*** Exercise data ***

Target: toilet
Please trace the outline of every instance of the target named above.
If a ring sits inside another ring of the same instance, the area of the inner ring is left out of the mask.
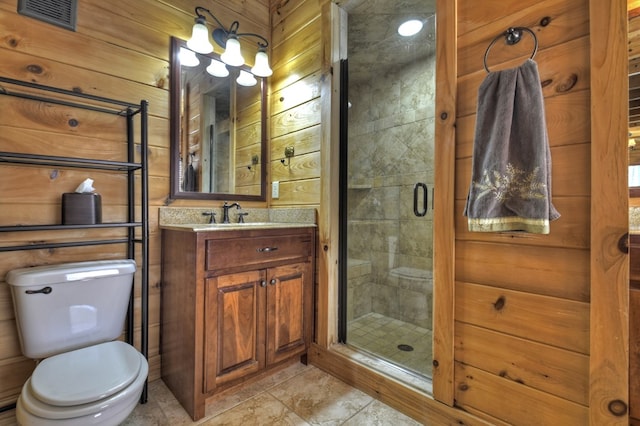
[[[149,366],[117,341],[133,260],[9,271],[20,346],[39,360],[16,405],[20,425],[118,425],[138,404]]]

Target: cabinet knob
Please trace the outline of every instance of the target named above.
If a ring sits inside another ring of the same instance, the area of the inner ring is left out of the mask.
[[[261,280],[260,281],[260,287],[266,287],[267,286],[267,281],[266,280]]]
[[[271,281],[269,281],[269,284],[271,285],[276,285],[276,279],[275,278],[271,278]]]

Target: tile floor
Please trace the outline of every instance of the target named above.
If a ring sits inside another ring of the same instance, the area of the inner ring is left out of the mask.
[[[347,325],[347,343],[398,366],[431,377],[431,330],[377,313],[369,313]],[[409,345],[412,350],[398,348]]]
[[[14,426],[11,412],[0,426]],[[210,401],[192,422],[161,380],[149,384],[149,400],[122,426],[182,425],[412,426],[420,423],[311,365],[292,364],[274,375]]]

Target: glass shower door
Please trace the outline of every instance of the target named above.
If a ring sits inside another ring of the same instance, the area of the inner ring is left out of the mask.
[[[435,7],[345,9],[340,340],[431,377]],[[403,37],[407,18],[423,27]]]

*** End of Exercise data ***

* _Directions_
Please copy the data shown above word for word, omitting the pictures.

* _Written solution_
Target: toilet
Please trace the outline of every instance of the target named above.
If a ring sits inside another ring of the same instance, the area of the inner ring is left out of the mask.
[[[149,366],[117,341],[133,260],[9,271],[20,346],[39,360],[16,405],[20,425],[118,425],[138,404]]]

Target: cabinet knob
Please trace the outline of every instance of the target named above.
If a ring sits inside another ring of the same instance, the area of the inner ring is left out of the mask.
[[[261,280],[260,281],[260,287],[266,287],[267,286],[267,281],[266,280]]]
[[[271,281],[269,281],[269,284],[271,285],[276,285],[276,279],[275,278],[271,278]]]

Target: tile floor
Please trace the outline of every instance of the target named above.
If a ring sits inside another ring of the same instance, the area of the inner ring is left out of the mask.
[[[347,325],[347,343],[398,366],[431,377],[431,330],[377,313],[369,313]],[[409,345],[412,350],[398,348]]]
[[[14,426],[11,412],[0,426]],[[210,401],[192,422],[161,380],[149,384],[149,400],[122,426],[182,425],[412,426],[420,423],[311,365],[292,364],[274,375]]]

Target: glass shower door
Please trace the outline of every instance of the target named above.
If a ring sits inside another ring of the same instance, the area of the inner ring is left out of the mask.
[[[435,7],[345,9],[340,340],[431,377]],[[403,37],[407,18],[423,27]]]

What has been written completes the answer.